===== Given records =====

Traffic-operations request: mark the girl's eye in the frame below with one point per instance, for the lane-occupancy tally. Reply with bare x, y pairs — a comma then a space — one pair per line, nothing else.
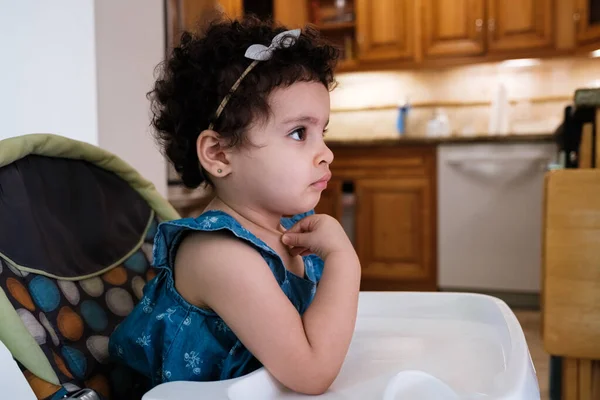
298, 134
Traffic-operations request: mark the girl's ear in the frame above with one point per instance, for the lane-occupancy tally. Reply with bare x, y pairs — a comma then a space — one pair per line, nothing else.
213, 154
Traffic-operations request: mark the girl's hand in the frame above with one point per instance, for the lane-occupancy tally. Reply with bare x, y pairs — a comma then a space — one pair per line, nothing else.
320, 234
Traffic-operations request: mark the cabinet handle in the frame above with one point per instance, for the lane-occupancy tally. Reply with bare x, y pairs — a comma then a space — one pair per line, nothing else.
478, 24
577, 18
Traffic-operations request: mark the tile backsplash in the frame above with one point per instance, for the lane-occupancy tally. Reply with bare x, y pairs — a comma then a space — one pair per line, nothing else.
363, 104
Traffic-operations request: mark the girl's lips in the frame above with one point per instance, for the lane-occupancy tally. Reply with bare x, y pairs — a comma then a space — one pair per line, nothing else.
322, 183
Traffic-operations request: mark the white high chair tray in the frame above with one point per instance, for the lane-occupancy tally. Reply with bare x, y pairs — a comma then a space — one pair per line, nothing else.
408, 346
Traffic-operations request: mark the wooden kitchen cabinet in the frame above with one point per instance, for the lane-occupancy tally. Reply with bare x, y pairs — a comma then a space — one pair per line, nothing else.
385, 29
519, 24
453, 27
587, 19
394, 213
394, 232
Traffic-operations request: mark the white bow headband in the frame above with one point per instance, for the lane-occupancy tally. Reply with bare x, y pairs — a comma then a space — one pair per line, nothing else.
258, 52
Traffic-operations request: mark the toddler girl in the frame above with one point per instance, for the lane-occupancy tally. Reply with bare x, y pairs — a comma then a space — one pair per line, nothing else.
243, 108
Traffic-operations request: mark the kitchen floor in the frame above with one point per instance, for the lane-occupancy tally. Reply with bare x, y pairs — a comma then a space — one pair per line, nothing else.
531, 324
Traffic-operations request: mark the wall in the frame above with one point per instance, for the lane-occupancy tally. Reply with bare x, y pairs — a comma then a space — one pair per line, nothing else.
129, 43
81, 69
464, 93
48, 68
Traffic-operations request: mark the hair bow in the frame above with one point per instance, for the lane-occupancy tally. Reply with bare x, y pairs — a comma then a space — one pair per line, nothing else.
260, 52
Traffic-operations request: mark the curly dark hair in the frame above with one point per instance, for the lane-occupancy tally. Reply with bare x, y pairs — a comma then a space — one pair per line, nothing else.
201, 71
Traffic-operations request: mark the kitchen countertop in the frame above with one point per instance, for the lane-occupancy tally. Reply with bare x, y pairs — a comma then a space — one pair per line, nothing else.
408, 140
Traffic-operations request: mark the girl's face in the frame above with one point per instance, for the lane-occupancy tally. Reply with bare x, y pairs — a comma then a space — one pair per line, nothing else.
286, 167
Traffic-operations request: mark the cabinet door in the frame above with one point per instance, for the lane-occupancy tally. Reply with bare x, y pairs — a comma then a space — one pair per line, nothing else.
385, 29
519, 24
292, 14
395, 230
331, 200
453, 27
587, 17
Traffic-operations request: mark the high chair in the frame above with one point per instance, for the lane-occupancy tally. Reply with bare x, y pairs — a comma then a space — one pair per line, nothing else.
76, 229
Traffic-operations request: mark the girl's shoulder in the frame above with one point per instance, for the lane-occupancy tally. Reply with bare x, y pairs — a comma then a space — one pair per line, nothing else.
171, 233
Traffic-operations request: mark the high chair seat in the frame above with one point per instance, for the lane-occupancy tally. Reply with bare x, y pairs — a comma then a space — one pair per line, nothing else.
409, 346
76, 233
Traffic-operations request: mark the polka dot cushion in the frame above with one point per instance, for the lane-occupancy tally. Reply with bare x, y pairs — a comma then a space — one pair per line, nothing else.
72, 320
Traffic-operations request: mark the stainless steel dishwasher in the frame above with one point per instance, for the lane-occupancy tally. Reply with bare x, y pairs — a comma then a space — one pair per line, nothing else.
490, 215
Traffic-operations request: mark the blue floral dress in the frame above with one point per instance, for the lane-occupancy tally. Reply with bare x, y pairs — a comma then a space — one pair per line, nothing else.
165, 338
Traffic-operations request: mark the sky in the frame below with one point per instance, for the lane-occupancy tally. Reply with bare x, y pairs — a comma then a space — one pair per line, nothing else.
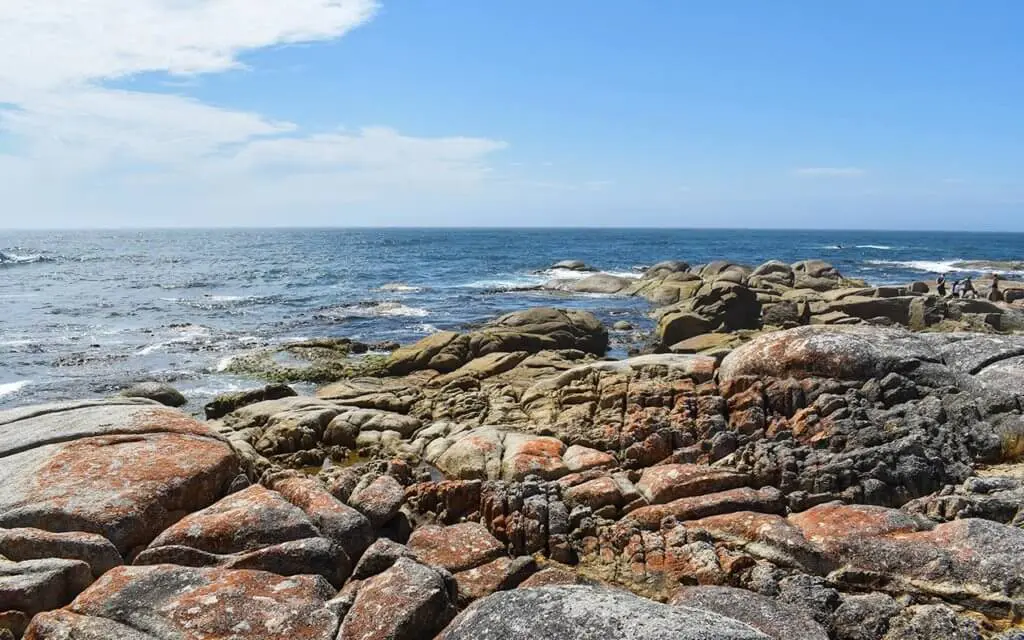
791, 114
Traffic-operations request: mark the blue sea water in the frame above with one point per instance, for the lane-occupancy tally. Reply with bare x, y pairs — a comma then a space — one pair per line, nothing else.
83, 313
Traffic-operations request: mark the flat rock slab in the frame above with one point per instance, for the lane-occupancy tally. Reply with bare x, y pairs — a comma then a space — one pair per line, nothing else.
456, 548
409, 601
299, 529
777, 620
180, 603
580, 612
826, 351
123, 469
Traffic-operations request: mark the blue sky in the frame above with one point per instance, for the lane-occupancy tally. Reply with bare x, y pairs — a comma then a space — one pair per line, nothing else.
783, 114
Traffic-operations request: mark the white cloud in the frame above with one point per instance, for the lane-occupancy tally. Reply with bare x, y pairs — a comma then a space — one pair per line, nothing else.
67, 126
829, 172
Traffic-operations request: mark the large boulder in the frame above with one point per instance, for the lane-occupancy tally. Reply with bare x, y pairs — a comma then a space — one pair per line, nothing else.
824, 351
182, 603
723, 305
301, 529
122, 469
579, 612
408, 601
530, 331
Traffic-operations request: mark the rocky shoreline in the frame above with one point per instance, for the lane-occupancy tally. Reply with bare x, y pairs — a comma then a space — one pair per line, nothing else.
791, 455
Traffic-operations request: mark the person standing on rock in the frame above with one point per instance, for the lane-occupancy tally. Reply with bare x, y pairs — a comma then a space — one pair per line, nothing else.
968, 289
994, 294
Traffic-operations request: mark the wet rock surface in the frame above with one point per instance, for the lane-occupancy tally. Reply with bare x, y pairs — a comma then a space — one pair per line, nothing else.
828, 480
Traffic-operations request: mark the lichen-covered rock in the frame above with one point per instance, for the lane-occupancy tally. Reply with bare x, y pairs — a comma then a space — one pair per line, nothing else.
500, 574
227, 402
776, 620
408, 601
864, 616
530, 331
840, 352
33, 544
35, 586
380, 500
578, 612
296, 531
668, 482
456, 548
112, 468
180, 603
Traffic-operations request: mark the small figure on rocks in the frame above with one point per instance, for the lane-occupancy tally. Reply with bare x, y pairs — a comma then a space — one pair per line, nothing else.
968, 289
994, 294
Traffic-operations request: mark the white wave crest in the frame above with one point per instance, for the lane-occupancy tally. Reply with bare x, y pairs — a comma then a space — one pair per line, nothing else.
13, 387
399, 288
374, 309
931, 266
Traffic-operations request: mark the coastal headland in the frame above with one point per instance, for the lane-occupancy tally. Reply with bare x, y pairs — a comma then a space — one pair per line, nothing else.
790, 454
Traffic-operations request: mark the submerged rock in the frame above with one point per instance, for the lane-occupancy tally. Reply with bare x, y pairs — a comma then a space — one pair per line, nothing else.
158, 391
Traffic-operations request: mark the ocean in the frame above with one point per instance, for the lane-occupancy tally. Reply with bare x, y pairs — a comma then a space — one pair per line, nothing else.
85, 313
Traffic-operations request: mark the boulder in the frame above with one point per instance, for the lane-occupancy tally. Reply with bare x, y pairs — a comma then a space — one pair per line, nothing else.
456, 548
530, 331
227, 402
572, 265
665, 268
579, 612
819, 351
500, 574
183, 603
301, 531
776, 620
113, 468
379, 501
668, 482
34, 586
379, 557
33, 544
409, 601
157, 391
583, 458
864, 616
598, 283
928, 622
722, 305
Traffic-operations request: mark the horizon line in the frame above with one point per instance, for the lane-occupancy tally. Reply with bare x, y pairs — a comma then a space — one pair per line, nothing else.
501, 228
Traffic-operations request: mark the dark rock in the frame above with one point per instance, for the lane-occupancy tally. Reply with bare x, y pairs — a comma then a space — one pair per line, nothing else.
864, 617
931, 622
158, 391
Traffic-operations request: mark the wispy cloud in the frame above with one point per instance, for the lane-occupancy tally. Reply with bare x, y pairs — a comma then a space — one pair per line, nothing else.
829, 172
64, 117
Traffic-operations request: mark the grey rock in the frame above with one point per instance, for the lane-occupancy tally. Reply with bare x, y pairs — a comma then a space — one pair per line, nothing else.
930, 623
583, 612
776, 620
159, 391
864, 617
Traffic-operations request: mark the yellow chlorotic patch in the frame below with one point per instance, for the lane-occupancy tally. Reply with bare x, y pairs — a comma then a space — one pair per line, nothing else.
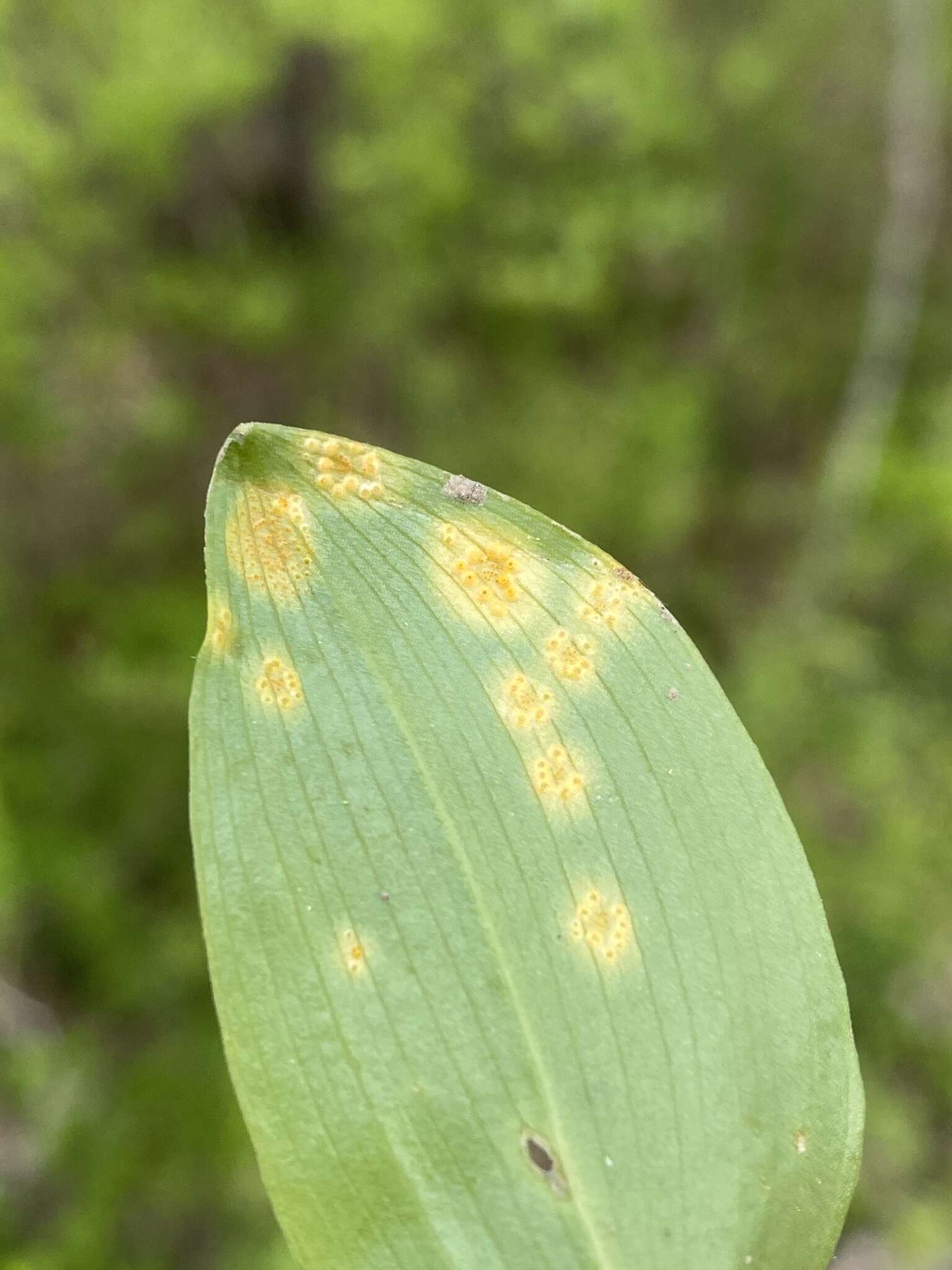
553, 776
570, 658
268, 541
278, 685
524, 704
604, 603
221, 629
353, 953
345, 468
603, 926
487, 572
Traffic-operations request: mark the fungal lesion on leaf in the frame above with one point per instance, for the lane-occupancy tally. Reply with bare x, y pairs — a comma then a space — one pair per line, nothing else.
488, 572
557, 778
602, 925
268, 541
604, 603
353, 953
345, 469
220, 634
545, 1162
278, 685
570, 657
526, 704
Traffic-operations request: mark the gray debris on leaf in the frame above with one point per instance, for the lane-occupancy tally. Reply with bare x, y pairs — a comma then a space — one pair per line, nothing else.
465, 491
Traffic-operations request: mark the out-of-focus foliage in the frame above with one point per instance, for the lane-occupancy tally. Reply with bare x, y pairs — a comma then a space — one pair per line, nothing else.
610, 255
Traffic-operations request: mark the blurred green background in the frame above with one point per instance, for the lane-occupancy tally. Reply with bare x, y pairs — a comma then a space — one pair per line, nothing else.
677, 272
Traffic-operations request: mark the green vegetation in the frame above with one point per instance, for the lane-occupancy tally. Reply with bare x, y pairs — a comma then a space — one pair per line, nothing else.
612, 258
516, 953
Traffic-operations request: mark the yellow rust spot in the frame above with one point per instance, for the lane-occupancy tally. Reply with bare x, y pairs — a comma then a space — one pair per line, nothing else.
526, 704
545, 1162
570, 657
353, 953
278, 685
602, 926
221, 629
345, 469
485, 571
555, 776
604, 603
268, 541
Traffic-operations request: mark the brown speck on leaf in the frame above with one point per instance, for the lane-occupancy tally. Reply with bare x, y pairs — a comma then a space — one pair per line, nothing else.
465, 491
545, 1163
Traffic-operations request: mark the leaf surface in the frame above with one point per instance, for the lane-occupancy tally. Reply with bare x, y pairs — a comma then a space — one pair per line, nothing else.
517, 957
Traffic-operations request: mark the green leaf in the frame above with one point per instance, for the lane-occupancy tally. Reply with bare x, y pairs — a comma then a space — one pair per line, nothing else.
517, 957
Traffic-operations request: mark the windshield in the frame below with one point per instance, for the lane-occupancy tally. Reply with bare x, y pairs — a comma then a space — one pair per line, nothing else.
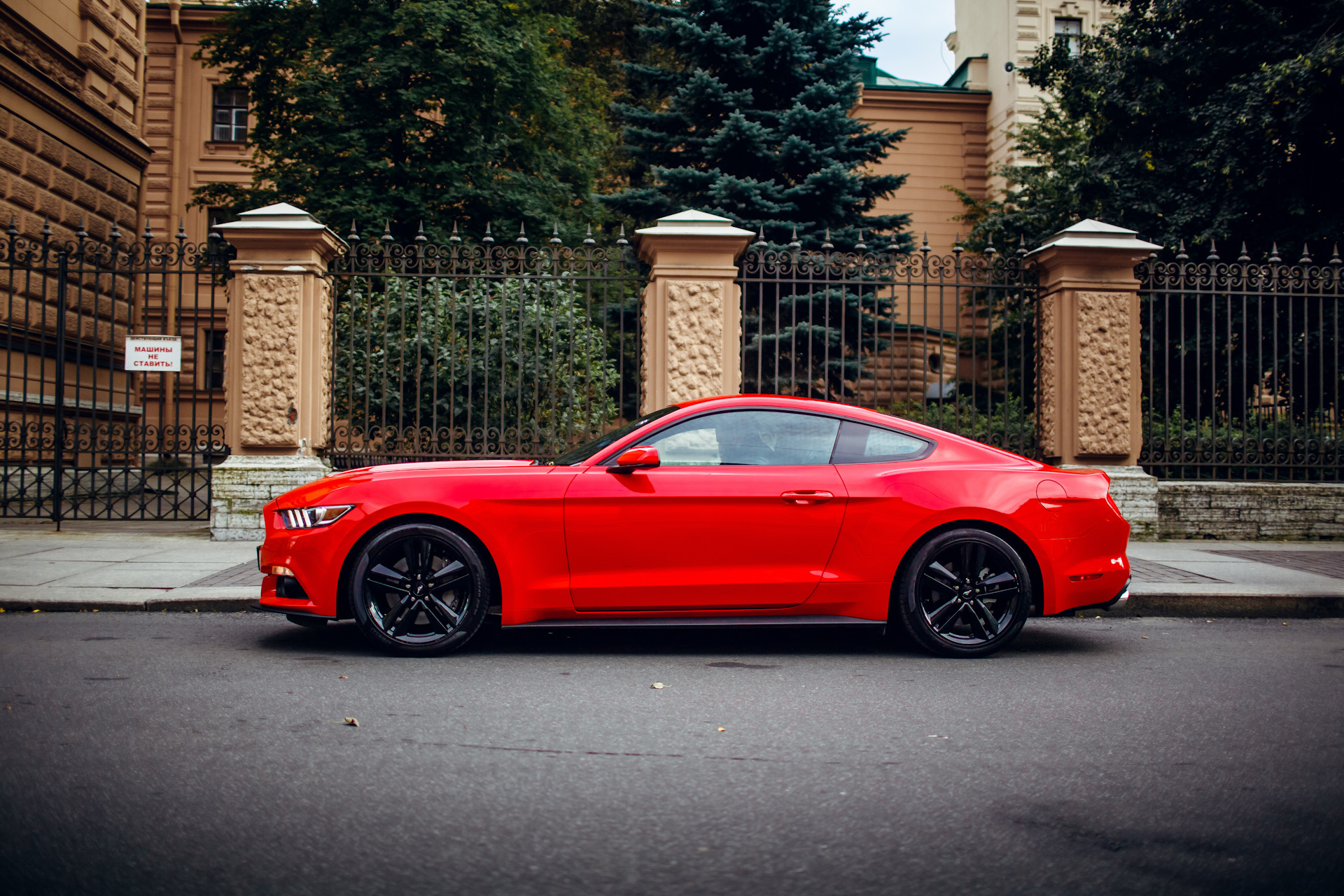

=====

--- What to do ---
Leaving out the pictures, return exactly the lines from the one that contains "Traffic-operations request: mark the green leaf" through the last line of the records above, inclusive.

--- Completed task ---
Traffic-operations request: mark the green leaf in the frame above with one point per instance, for the lane-occupancy tally. Reply with bare x, y pairs — a comma then a space — one pair per line, nothing else.
517, 957
Traffic-operations request: mark the windshield in the frame below with one point per instance, for the lane-occupancy tally. Reply with bare x, y pairs — a comma then a space — one pair per line, nothing else.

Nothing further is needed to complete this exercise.